— Begin Records shown —

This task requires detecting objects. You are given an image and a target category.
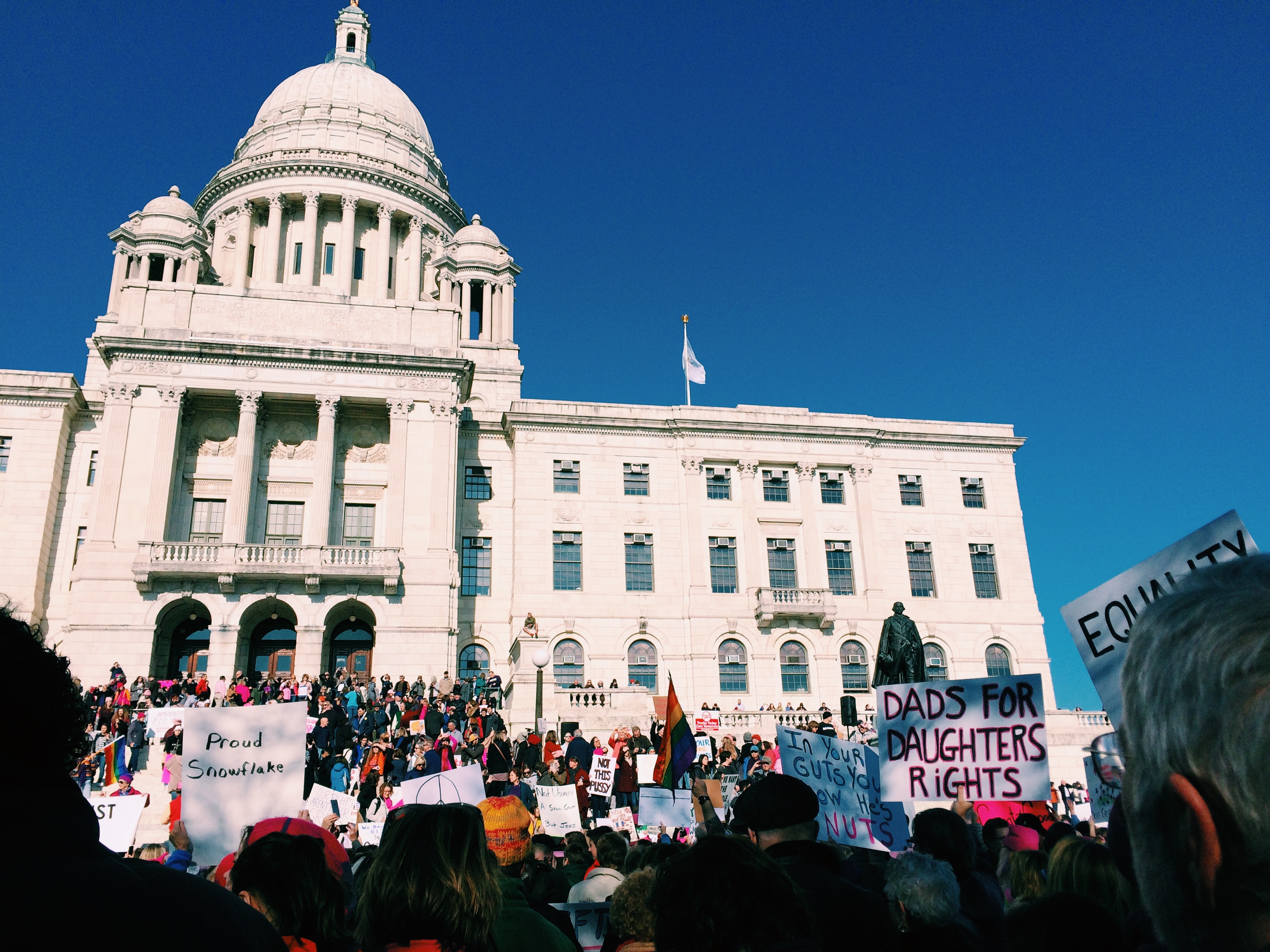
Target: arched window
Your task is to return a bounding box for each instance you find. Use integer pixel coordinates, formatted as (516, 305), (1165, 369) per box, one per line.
(983, 645), (1010, 678)
(922, 642), (949, 681)
(626, 641), (656, 694)
(719, 639), (749, 694)
(838, 641), (869, 691)
(781, 641), (812, 694)
(551, 639), (583, 688)
(458, 645), (489, 681)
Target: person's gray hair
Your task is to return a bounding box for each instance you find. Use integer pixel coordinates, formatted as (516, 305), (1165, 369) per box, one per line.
(882, 853), (961, 928)
(1117, 555), (1270, 951)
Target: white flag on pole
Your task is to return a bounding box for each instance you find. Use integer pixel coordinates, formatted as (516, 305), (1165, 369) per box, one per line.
(683, 327), (706, 383)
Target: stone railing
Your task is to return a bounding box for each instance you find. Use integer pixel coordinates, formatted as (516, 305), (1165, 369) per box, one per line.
(754, 589), (838, 628)
(132, 542), (401, 595)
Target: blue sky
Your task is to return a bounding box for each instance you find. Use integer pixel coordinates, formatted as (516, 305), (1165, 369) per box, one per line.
(0, 0), (1270, 708)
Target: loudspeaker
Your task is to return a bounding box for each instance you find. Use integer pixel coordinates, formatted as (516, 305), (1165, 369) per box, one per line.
(842, 694), (857, 727)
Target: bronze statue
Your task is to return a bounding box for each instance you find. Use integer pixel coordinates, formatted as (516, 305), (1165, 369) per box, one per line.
(874, 602), (926, 687)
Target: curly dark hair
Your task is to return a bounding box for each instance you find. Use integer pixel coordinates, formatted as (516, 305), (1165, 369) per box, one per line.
(0, 600), (93, 777)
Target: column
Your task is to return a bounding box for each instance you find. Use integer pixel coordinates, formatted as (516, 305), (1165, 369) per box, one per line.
(375, 202), (401, 301)
(223, 390), (260, 542)
(259, 193), (282, 284)
(105, 245), (128, 315)
(384, 397), (414, 547)
(89, 382), (141, 543)
(398, 215), (423, 301)
(335, 196), (357, 296)
(230, 202), (255, 288)
(296, 192), (321, 285)
(737, 460), (768, 589)
(144, 383), (186, 542)
(848, 463), (882, 598)
(305, 394), (339, 546)
(794, 461), (829, 589)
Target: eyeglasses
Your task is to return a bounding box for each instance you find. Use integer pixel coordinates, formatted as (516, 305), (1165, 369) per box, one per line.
(1084, 731), (1125, 789)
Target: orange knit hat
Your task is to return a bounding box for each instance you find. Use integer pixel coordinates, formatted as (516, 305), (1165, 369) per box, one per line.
(476, 797), (533, 866)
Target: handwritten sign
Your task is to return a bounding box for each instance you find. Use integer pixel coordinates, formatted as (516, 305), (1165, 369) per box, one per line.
(776, 727), (884, 850)
(877, 674), (1049, 802)
(398, 764), (485, 806)
(1059, 509), (1257, 729)
(537, 787), (582, 836)
(182, 705), (305, 862)
(591, 756), (616, 797)
(88, 796), (146, 853)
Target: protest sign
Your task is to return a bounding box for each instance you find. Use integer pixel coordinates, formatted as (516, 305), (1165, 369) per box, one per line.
(776, 727), (885, 849)
(88, 796), (146, 853)
(635, 754), (656, 786)
(398, 764), (485, 806)
(877, 674), (1049, 802)
(182, 705), (306, 861)
(639, 787), (692, 830)
(608, 806), (635, 834)
(1059, 509), (1257, 729)
(537, 787), (582, 836)
(1084, 756), (1120, 822)
(305, 783), (361, 824)
(589, 756), (616, 797)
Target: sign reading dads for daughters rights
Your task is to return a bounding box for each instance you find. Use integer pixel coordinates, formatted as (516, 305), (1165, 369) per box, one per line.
(877, 674), (1049, 801)
(180, 705), (306, 863)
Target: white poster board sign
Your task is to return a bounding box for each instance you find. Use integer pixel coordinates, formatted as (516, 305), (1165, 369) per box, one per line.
(877, 674), (1049, 802)
(1059, 509), (1257, 729)
(305, 783), (361, 825)
(589, 756), (617, 797)
(1084, 756), (1120, 824)
(180, 705), (307, 863)
(635, 754), (656, 784)
(776, 727), (890, 850)
(88, 796), (146, 853)
(398, 764), (485, 806)
(537, 787), (582, 836)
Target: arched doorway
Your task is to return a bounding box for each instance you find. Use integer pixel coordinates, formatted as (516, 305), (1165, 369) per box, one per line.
(247, 614), (296, 679)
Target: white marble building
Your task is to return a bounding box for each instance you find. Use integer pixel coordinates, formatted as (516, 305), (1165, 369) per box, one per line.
(0, 4), (1096, 777)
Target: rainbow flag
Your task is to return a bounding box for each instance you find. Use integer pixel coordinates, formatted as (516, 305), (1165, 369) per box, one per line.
(653, 678), (697, 789)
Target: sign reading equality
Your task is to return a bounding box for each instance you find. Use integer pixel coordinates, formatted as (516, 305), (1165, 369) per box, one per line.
(1059, 509), (1257, 729)
(877, 674), (1049, 801)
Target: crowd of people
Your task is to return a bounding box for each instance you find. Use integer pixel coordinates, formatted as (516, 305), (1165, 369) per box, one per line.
(12, 556), (1270, 952)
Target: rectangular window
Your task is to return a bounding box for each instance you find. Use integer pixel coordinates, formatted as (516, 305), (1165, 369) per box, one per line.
(551, 460), (581, 492)
(899, 476), (922, 505)
(821, 472), (846, 505)
(767, 538), (798, 589)
(622, 463), (648, 496)
(263, 503), (305, 546)
(625, 532), (653, 592)
(706, 466), (731, 499)
(904, 542), (935, 598)
(970, 542), (1001, 598)
(551, 532), (582, 592)
(463, 466), (493, 499)
(189, 499), (225, 542)
(458, 538), (491, 595)
(824, 539), (856, 595)
(710, 536), (737, 595)
(763, 470), (790, 503)
(961, 476), (984, 509)
(344, 504), (375, 548)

— End Records shown —

◆ **What the task requires**:
Count how many lines in the listing above contain the string "white", and reply with only that number.

◆ **Result of this task**:
3